-- START OF Excerpted text --

Photographer: Jane Goodall. In her early days at Gombe, Dr. Jane Goodall spent many hours sitting on a high peak with binoculars or a telescope, searching the forest below for chimpanzees. She took this photo of herself with a camera fastened to a tree branch. “I was really excited to see that that photo of me looking out at the valley at Gombe with my trusty lightweight telescope was chosen. It was taken in, I think, 1962. I was on my own, very high up in the hills and I thought what a great photo this would make.”

“I had to find a place where there was a tree that was just right for balancing the camera. I had to set up the tripod and fiddle about until I had the tripod and the imagined image of me framed just right. That was in the days before digital so I had to wait a long time before I got the results back from National Geographic. I was pretty proud of myself. I love that picture.”

Vital Impacts is led by women—founded by award-winning National Geographic photographer and filmmaker Ami Vitale and the visual journalist Eileen Mignoni. Vital Impacts provides financial assistance, and expands and strengthens the narrative of community-oriented organizations dedicated to protecting and preserving human and wildlife habitats.

The photographers who have been selected for this collection are renowned for their dedication to the planet. They have demonstrated a deep commitment to conservation efforts around the globe and are donating to support the grassroots conservation campaigns: Big Life Foundation, Jane Goodall Institute’s Roots and Shoots program, Great Plains Conservation Project Ranger and SeaLegacy.

Dr. Jane Goodall DBE, the world’s foremost expert on chimpanzees and conservation hero to many, has contributed exclusive, signed prints from her time working in Gombe, Tanzania, sixty years ago. These newly available images include a self-portrait, as well as two other images showing the remarkable lives of chimpanzees she has been working to protect for sixty years.

-- END OF Excerpted text --

■ To be done ■
1 – In the Jane Goodall excerpt, what year does she think her self-portrait at Gombe was taken?
2 – Name every grassroots conservation campaign that the photographers in the Jane Goodall excerpt are donating to support.
3 – Pick up the Jane Goodall excerpt after its last sentence and keep writing.
The listing after this has nothing to do with the Jane Goodall excerpt.

-- START OF Record set --

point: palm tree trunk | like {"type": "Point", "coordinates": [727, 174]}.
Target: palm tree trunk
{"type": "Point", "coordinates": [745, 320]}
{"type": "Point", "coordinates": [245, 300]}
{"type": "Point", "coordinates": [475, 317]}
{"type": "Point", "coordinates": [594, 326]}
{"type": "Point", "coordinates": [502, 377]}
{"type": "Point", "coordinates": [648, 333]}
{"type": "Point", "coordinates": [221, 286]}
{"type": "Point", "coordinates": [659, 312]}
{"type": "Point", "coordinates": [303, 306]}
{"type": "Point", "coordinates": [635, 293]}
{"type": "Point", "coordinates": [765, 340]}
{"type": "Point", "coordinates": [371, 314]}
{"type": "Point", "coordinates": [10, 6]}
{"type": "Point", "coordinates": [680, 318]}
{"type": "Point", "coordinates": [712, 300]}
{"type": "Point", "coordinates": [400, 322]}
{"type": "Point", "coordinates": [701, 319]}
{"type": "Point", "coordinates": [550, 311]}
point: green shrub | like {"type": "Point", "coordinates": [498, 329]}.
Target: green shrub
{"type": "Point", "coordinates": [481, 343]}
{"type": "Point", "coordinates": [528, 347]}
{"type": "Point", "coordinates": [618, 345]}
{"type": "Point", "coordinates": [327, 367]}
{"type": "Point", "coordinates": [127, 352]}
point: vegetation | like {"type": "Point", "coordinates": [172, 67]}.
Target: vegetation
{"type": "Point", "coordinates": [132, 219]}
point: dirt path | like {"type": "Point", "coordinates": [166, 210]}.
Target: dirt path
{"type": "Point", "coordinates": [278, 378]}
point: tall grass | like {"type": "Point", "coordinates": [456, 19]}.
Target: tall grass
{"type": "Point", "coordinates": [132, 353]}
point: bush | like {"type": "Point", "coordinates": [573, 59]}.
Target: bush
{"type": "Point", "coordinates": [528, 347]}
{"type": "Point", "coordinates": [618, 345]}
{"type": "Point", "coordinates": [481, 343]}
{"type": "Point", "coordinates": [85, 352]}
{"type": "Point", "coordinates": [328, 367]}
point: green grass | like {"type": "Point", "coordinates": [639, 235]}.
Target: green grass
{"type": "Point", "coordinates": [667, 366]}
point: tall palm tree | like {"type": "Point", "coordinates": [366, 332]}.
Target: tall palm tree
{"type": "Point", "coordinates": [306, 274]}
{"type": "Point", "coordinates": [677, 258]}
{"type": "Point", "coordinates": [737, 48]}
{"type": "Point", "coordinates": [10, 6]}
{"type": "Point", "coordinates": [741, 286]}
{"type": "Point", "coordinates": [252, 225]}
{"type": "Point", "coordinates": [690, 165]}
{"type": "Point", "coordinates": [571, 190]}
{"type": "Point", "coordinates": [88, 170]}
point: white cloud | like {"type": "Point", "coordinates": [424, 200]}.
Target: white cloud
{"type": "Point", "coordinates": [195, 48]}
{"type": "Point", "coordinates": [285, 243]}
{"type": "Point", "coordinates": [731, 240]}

-- END OF Record set --

■ Expected results ■
1 – She thinks it was taken in 1962.

2 – Big Life Foundation; Jane Goodall Institute's Roots and Shoots program; Great Plains Conservation Project Ranger; SeaLegacy

3 –
Just a few of the contributors taking part are Paul Nicklen, James Balog, Cristina Mittermeier, Nick Brandt, Gideon Mendel, Ragnar Axelsson, Mitch Dobrowner, Tamara Dean, David Doubilet, Jim Naughten, Maggie Steber, Joel Sartore, Tim Flach, Carol Guzy, Matthieu Paley, Xavi  Bou, Beth Moon, Ami Vitale, Stephen Wilkes, and Reuben Wu.

 

Photographer: Ami Vitale. Edition: 5 of 50. Joseph Wachira comforts Sudan, the last living northern white rhino on the planet, moments before his death on March 19, 2018 at Ol Pejeta Conservancy in northern Kenya. He died surrounded by love, together with the people who committed their lives to protecting him. From the moment I heard about the bold plan to airlift four of the last northern white rhinos from Safari Park Dvör Karlove Zoo in the Czech Republic back to Africa in 2009, until today, when Najin and Fatu, his daughter and granddaughter, are the last two remaining of their kind, this story has shaped the lives of countless dedicated keepers, scientists, and conservationists.

“I believe this moment can be a catalyst to awaken humanity to the reality of the losses we face and inspire action. In a hopeful twist, scientists from The Biorescue Project have already created twelve pure northern white rhino embryos which are awaiting implantation in a southern white rhino surrogate.”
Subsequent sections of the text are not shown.